SHORT EXERCISE => Retype all the records with nothing changed.

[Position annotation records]
────────────────────────────────────────

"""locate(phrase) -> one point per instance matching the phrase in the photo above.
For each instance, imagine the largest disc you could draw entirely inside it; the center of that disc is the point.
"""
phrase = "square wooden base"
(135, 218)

────────────────────────────────────────

RESULT FOR THIS EXERCISE =>
"""locate(phrase) -> one point per instance matching the phrase in the photo above.
For each instance, imagine the largest disc you could draw entirely inside it; the center of that disc is the point.
"""
phrase = "square wooden base"
(135, 218)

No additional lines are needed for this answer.